**SHORT EXERCISE**
Repeat only the lines from the one holding "Request: Identify every bicep" down to the last line of the listing below, including both of those lines.

**INPUT DATA**
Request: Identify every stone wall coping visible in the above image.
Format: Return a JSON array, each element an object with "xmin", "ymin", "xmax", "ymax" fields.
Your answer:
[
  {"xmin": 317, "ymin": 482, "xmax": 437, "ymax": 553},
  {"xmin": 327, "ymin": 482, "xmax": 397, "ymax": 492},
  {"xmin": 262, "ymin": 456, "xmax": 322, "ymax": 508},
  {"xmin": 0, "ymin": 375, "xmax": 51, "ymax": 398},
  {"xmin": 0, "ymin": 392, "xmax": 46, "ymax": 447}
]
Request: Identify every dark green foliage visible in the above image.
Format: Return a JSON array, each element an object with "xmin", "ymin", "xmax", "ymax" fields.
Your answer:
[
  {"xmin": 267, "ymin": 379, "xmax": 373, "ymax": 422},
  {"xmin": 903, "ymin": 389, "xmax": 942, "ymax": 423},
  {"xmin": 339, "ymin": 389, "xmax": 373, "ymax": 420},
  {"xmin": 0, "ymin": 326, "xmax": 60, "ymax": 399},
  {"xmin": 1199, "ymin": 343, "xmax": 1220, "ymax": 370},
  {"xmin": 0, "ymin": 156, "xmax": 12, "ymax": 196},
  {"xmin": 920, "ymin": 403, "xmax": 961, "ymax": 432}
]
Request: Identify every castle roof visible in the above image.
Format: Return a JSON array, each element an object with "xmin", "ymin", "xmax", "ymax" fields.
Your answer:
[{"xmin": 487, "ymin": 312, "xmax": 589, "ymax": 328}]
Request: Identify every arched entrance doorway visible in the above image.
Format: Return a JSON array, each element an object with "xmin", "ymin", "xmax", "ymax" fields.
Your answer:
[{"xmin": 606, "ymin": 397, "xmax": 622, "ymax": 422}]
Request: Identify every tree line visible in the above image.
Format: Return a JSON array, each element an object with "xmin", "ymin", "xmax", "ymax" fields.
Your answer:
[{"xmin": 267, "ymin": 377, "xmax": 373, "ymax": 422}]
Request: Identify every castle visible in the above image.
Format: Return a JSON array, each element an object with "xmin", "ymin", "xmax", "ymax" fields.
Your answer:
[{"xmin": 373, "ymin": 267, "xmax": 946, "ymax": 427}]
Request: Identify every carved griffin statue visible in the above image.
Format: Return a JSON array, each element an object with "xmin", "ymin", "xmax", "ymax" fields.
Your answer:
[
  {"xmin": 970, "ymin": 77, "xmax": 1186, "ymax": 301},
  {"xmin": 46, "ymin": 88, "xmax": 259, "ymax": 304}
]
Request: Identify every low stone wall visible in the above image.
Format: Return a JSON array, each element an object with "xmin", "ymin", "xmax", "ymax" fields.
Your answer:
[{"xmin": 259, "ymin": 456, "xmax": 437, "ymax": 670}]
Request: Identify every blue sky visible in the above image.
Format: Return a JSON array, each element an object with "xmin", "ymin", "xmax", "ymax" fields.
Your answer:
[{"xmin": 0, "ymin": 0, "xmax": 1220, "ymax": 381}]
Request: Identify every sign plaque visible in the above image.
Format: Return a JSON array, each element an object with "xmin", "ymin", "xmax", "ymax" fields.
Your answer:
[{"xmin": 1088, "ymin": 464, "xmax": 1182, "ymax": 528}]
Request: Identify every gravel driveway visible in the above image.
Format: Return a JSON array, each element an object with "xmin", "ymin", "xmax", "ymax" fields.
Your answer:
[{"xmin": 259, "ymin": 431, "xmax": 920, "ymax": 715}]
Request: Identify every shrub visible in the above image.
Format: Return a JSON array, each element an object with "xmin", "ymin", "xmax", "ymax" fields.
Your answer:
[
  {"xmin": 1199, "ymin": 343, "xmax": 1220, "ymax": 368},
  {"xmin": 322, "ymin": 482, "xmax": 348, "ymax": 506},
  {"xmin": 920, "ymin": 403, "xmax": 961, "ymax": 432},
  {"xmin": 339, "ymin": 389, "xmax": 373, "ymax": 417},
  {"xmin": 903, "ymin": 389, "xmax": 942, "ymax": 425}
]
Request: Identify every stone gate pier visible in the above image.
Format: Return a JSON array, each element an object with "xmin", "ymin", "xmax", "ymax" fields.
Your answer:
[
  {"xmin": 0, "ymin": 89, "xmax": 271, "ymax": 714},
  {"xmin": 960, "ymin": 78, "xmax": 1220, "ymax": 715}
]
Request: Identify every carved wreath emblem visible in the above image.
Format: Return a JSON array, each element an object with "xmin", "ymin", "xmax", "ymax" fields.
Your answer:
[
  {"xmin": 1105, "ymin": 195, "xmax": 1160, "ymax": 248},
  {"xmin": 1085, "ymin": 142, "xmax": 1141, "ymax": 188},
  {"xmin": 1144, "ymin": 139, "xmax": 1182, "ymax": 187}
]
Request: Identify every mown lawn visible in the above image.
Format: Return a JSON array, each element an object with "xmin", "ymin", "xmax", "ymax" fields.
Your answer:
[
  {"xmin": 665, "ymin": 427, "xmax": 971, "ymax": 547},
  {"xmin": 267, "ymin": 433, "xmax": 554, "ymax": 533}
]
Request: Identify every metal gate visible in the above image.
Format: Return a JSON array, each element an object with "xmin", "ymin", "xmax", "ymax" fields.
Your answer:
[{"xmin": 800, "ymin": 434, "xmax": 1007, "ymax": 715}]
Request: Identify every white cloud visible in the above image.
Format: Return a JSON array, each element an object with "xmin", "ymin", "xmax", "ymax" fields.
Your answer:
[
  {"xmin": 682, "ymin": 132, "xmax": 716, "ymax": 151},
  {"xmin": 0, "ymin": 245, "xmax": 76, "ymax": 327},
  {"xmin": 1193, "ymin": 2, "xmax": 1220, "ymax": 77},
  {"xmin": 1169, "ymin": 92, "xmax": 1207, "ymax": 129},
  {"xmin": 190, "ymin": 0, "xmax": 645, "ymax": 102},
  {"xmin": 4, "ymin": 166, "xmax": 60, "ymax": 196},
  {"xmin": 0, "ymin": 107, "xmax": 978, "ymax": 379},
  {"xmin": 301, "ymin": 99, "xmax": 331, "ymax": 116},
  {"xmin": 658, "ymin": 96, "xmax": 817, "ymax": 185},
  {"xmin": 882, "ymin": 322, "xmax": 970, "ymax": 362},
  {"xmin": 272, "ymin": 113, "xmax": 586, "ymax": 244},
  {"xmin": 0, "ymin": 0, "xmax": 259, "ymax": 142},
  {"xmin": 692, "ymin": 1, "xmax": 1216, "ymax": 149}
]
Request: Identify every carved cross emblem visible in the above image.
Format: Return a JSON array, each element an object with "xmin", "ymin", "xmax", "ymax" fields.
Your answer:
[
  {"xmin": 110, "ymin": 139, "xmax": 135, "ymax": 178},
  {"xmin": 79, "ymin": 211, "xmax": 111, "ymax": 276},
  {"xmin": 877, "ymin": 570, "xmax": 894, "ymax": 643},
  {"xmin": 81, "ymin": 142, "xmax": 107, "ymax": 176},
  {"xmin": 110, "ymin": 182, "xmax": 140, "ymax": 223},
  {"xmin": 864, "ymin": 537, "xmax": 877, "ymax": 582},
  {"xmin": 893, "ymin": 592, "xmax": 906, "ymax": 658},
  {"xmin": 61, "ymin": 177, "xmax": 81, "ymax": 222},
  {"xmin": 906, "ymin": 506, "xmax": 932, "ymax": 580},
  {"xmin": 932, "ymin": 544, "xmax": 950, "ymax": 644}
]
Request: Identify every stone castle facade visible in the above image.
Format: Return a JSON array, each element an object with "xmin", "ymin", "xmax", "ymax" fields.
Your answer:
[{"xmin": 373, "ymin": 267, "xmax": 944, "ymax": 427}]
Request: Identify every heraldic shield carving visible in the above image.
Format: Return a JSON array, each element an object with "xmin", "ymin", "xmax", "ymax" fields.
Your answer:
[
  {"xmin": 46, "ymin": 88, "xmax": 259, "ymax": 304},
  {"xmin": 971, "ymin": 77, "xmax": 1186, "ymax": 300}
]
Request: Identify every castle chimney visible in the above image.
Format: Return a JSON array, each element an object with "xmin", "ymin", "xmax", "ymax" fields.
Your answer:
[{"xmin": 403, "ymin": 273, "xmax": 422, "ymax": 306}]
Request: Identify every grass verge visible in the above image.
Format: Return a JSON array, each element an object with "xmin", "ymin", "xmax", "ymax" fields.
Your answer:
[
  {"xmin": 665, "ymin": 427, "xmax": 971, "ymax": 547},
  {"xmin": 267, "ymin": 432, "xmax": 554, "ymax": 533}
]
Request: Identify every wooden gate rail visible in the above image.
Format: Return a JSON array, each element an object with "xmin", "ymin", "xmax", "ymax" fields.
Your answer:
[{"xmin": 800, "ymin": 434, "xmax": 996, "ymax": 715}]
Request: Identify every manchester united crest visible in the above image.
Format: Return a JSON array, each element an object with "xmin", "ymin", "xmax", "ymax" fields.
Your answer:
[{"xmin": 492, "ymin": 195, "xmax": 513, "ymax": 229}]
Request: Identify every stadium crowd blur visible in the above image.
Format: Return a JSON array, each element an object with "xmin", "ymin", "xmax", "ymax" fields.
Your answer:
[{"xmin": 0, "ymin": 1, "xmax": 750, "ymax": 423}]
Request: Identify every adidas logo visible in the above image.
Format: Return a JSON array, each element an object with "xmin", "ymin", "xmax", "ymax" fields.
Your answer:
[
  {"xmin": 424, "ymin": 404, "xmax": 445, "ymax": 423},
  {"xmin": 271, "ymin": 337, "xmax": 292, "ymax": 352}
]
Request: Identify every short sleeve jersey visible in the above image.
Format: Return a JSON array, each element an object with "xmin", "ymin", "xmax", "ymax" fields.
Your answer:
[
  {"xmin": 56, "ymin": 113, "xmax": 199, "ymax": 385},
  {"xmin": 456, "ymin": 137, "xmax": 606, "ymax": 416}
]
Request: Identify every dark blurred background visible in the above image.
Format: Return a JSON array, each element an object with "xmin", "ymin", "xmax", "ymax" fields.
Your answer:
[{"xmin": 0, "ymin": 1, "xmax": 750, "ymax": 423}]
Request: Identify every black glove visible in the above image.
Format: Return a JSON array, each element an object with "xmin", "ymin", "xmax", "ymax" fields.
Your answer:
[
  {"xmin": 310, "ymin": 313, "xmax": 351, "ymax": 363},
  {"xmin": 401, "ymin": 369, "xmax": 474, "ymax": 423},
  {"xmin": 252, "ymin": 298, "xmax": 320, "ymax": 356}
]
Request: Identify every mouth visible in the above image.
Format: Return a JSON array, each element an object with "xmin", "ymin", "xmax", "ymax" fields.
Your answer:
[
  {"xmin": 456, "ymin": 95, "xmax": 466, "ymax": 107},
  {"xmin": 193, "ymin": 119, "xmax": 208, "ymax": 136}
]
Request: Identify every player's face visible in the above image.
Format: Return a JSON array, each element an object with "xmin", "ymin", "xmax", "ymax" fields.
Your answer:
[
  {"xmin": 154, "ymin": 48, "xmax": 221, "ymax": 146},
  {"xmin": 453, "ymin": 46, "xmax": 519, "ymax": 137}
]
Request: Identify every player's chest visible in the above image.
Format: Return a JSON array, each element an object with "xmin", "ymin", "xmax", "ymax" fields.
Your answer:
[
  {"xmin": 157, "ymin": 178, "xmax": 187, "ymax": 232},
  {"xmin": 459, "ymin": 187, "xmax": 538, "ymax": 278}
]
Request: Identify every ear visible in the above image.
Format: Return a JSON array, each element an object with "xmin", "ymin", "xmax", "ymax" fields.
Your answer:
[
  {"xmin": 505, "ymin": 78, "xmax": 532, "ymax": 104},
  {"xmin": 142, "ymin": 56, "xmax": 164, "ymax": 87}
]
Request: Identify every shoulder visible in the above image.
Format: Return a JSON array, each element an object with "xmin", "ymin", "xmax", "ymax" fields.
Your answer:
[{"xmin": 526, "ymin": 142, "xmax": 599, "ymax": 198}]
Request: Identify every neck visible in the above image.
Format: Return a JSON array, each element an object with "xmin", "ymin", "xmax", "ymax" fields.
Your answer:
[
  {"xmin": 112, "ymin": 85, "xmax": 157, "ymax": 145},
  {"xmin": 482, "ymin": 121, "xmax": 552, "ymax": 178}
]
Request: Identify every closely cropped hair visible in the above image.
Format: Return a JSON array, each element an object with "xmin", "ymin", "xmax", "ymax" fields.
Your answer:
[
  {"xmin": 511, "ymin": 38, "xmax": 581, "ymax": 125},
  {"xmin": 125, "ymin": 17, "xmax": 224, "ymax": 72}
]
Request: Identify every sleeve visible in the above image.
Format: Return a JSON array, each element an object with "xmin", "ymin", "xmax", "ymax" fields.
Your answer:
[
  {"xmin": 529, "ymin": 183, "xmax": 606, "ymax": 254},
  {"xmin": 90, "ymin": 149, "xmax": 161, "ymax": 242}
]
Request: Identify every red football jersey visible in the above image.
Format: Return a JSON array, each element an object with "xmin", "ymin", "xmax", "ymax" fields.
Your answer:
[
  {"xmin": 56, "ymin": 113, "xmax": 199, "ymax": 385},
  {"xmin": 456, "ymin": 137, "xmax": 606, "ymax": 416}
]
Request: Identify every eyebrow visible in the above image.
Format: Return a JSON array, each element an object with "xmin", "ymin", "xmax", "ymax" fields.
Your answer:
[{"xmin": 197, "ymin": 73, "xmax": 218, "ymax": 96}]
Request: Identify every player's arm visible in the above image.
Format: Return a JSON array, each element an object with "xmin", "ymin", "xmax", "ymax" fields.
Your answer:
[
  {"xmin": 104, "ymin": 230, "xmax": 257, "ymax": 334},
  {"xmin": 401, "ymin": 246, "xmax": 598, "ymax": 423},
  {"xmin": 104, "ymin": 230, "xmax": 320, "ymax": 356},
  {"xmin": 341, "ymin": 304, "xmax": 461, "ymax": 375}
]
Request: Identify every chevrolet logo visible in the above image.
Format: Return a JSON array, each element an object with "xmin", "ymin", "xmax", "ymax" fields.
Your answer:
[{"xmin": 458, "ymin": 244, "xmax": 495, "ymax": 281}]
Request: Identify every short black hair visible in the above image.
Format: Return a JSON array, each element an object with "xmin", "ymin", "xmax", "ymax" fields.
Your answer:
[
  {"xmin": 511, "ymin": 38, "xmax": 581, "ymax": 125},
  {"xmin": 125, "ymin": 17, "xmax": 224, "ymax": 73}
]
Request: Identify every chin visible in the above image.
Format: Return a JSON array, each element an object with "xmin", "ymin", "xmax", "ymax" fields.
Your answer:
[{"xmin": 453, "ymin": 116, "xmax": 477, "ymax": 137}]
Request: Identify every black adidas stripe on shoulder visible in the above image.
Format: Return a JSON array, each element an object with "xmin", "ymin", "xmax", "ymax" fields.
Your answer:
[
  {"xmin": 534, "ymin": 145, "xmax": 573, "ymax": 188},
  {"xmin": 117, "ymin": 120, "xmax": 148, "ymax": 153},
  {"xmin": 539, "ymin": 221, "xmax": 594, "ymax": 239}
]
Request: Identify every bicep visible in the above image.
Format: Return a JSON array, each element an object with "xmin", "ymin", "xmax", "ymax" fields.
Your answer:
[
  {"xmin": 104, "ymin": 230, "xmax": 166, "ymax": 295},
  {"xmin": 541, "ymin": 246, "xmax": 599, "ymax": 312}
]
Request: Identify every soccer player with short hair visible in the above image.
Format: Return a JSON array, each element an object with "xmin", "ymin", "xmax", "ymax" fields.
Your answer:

**CORRECT RESPONSE**
Request: Identify every bicep visible in the above image.
Format: Return a JSON array, each element an object with "xmin", "ymin", "xmax", "ymax" fields.
Your answer:
[
  {"xmin": 104, "ymin": 230, "xmax": 166, "ymax": 295},
  {"xmin": 541, "ymin": 246, "xmax": 599, "ymax": 312}
]
Request: Identify every soccer player with short hair visible in the above image.
Format: Return a JSON array, each element an object with "xmin", "ymin", "xmax", "ymax" fields.
Your answer:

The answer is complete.